§ **Prompt**
From the records that follow, give the number of lines that include the word "after", with no further words.

§ **Dataset records**
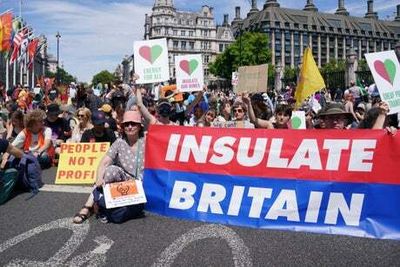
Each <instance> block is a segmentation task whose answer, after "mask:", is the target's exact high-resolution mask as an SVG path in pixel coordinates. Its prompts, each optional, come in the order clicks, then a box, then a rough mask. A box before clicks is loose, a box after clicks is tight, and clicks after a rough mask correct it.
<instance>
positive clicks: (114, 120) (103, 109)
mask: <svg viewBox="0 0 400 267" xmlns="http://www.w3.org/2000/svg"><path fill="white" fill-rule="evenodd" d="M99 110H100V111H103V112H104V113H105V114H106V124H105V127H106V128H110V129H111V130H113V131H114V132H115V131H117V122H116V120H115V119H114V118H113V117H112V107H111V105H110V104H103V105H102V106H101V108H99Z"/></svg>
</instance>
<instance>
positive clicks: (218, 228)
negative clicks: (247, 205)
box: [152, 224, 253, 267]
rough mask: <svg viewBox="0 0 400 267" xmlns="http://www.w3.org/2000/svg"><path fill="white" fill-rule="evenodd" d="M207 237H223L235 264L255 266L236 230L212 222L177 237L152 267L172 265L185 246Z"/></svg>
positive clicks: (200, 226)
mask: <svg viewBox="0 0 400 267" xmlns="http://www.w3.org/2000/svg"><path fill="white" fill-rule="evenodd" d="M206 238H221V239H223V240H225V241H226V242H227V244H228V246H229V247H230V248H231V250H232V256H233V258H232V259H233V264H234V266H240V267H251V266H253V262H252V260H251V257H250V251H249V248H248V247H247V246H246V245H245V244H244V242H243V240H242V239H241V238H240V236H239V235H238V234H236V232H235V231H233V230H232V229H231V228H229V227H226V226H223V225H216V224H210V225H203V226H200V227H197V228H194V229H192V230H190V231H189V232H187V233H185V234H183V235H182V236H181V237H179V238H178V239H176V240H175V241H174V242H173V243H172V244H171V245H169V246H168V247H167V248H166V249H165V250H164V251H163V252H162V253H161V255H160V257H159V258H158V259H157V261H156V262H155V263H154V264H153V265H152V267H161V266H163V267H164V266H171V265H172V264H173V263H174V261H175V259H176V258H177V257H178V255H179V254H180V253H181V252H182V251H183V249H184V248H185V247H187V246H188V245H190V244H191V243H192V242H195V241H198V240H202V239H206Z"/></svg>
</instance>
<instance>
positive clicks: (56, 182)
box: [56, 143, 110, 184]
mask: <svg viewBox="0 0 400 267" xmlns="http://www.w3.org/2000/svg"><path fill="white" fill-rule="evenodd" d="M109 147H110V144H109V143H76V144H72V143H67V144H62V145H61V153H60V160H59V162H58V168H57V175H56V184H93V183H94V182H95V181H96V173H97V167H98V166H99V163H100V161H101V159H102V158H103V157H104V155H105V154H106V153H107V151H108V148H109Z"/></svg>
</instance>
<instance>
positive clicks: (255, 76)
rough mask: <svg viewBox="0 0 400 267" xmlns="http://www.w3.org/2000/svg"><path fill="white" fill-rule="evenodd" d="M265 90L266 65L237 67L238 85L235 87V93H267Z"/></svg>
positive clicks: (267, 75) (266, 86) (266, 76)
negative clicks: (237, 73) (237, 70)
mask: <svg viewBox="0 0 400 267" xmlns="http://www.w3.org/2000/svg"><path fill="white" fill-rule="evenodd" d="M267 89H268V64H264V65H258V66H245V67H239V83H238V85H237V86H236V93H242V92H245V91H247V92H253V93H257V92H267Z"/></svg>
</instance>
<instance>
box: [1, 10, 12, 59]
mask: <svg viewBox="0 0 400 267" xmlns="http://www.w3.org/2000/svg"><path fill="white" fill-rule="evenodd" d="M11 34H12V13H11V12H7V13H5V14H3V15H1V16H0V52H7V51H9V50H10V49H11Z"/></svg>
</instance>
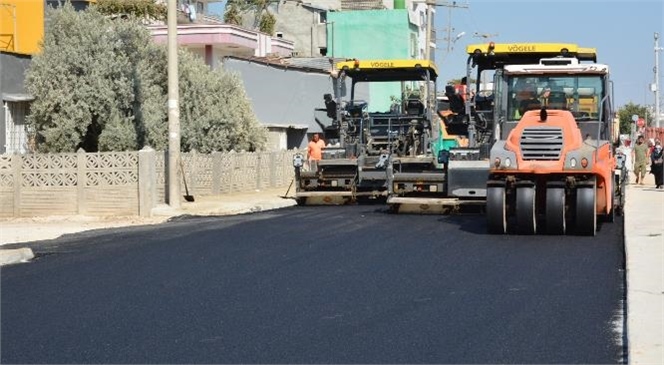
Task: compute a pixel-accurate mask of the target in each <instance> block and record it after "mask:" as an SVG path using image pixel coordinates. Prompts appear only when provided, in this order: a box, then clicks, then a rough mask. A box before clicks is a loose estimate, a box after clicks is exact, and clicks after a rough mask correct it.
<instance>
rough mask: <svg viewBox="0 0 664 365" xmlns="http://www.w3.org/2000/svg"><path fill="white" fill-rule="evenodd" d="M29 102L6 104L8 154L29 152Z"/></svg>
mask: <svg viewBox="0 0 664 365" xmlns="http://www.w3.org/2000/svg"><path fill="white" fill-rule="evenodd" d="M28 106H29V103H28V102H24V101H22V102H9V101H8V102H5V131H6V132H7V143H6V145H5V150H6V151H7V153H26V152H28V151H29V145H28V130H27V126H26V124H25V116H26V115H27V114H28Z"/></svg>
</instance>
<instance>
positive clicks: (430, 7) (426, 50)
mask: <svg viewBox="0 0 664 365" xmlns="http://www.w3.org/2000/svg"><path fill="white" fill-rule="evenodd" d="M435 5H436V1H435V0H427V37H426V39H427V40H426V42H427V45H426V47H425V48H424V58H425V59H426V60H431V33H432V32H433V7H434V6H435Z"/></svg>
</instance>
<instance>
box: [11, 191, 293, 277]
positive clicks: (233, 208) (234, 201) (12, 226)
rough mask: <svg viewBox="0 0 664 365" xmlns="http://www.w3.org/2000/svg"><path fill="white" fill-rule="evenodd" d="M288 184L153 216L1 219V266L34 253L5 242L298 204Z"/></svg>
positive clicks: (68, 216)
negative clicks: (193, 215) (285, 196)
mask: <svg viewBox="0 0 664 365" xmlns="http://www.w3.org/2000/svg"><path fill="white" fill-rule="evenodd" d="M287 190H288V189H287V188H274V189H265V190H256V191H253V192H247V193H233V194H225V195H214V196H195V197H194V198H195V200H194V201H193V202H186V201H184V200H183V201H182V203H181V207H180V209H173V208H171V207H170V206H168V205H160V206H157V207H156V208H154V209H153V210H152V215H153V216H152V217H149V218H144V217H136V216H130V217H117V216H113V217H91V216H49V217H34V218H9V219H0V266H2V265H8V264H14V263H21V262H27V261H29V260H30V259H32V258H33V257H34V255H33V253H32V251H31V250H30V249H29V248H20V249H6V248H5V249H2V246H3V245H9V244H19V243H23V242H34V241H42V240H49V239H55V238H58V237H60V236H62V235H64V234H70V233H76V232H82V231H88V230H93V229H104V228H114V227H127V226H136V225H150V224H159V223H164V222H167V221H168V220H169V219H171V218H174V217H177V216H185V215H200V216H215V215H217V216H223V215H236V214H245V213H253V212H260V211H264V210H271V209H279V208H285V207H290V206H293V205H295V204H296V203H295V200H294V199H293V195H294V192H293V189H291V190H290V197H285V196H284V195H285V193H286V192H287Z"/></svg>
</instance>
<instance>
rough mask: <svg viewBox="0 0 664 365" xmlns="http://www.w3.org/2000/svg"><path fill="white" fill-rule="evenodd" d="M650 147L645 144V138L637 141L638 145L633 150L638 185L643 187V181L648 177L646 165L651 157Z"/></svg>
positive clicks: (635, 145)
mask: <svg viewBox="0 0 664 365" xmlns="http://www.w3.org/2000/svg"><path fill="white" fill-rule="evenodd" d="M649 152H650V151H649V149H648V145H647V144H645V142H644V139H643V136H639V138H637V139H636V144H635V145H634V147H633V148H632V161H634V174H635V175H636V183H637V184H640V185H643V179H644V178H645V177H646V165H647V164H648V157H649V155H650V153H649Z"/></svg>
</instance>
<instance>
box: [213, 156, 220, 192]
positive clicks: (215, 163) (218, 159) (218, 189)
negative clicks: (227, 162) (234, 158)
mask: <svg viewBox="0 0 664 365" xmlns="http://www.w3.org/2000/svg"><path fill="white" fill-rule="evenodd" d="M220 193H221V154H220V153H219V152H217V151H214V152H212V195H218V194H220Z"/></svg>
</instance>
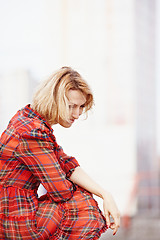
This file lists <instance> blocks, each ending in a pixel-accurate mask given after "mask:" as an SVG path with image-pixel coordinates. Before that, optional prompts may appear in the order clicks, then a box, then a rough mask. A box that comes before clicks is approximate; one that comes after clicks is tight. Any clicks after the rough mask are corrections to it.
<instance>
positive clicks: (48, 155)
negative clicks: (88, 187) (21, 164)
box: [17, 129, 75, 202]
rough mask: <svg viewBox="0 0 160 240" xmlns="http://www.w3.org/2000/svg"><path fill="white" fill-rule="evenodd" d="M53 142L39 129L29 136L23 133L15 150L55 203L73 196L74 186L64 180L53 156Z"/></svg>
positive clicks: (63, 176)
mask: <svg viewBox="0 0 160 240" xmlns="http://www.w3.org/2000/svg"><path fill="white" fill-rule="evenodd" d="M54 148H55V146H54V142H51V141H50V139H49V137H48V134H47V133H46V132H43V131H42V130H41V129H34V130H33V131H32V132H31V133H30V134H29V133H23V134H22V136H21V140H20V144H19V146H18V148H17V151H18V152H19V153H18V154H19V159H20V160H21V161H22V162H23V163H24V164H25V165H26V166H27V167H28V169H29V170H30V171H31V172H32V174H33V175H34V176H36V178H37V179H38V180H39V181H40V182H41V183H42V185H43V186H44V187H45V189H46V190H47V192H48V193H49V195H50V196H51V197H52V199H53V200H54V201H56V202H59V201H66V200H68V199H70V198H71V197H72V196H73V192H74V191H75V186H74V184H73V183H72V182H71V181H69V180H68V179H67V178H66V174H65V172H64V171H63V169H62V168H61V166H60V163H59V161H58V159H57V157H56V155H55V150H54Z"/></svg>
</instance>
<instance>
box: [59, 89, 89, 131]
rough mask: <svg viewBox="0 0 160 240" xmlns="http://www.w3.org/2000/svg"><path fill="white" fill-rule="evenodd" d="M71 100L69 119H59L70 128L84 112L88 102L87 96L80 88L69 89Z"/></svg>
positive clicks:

§ **Worked solution**
3